→ GIVEN TEXT

Eliminate unnecessary copy in CUDA addmm with sparse compressed block operand (#114484)

As in the title.

As a result, `nn.linear(<strided tensor>, <BSR tensor>, bias=<strided tensor>)` performance increases as follows (`float16`, `NVIDIA A100-SXM4-80GB`):
- 256x256 weights, speed up is 14..27 %
- 512x512 weights, speed up is 9..25 %
- 1024x1024 weights, speed up is 5..20 %
- 2048x2048 weights, speed up is 3..16 %
- 4092x4092 weights, speed up is 2..9 %

Pull Request resolved: https://github.com/pytorch/pytorch/pull/114484
Approved by: https://github.com/cpuhrsch
diff --git a/aten/src/ATen/native/sparse/cuda/SparseBlas.cpp b/aten/src/ATen/native/sparse/cuda/SparseBlas.cpp
index 297e4b6..6cac383 100644
--- a/aten/src/ATen/native/sparse/cuda/SparseBlas.cpp
+++ b/aten/src/ATen/native/sparse/cuda/SparseBlas.cpp
@@ -126,13 +126,12 @@
               "x",
               self_->size(1));
 
-  if (&result != &self) {
+  if (!result.is_same(self)) {
     if (result.layout() == kStrided) {
       at::native::resize_output(result, self_->sizes());
     } else {
       result.resize_as_sparse_(*self_);
     }
-    result.copy_(*self_);
   }
 
   if (result.numel() == 0) {
@@ -142,15 +141,21 @@
   if (sparse::impl::_is_sparse_and_zero(mat1) || sparse::impl::_is_sparse_and_zero(mat2)) {
     // According to docs, when beta==0 values in self should be ignored.

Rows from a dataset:
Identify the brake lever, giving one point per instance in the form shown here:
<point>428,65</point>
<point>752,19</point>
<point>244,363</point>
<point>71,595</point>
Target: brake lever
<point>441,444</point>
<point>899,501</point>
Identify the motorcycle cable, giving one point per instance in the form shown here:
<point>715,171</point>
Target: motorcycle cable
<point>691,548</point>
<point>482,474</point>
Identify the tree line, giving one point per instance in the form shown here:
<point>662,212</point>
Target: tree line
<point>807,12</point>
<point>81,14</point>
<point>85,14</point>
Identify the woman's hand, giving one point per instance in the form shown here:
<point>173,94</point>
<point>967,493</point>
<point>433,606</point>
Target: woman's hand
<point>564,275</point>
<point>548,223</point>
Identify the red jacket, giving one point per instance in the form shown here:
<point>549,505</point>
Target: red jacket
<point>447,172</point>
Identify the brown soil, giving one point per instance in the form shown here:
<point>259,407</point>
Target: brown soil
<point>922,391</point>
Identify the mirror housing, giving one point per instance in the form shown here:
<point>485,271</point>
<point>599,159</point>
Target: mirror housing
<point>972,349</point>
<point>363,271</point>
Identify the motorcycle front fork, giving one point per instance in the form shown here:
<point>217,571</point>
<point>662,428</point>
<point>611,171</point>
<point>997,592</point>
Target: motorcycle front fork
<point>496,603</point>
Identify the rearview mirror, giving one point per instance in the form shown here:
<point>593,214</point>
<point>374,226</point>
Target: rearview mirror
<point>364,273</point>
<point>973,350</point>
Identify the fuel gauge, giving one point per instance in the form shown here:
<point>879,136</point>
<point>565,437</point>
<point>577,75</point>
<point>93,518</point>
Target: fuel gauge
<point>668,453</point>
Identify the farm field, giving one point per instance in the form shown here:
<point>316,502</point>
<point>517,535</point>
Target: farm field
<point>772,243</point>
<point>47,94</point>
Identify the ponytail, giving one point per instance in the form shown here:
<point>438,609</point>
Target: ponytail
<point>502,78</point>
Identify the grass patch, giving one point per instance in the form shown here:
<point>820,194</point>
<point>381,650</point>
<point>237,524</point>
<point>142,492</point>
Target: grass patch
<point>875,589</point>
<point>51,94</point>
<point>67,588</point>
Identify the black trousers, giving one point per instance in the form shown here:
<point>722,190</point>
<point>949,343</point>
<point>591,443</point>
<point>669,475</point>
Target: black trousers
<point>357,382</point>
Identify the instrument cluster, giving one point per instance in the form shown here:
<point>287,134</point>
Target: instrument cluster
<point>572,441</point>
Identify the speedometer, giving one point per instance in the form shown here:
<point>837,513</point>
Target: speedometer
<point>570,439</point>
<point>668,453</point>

→ STATED GOAL
From the CUDA addmm commit text, reproduce word for word the passage from "if (result.numel() == 0)" to "should be ignored.".

→ TASK SOLUTION
if (result.numel() == 0) {
@@ -142,15 +141,21 @@
   if (sparse::impl::_is_sparse_and_zero(mat1) || sparse::impl::_is_sparse_and_zero(mat2)) {
     // According to docs, when beta==0 values in self should be ignored.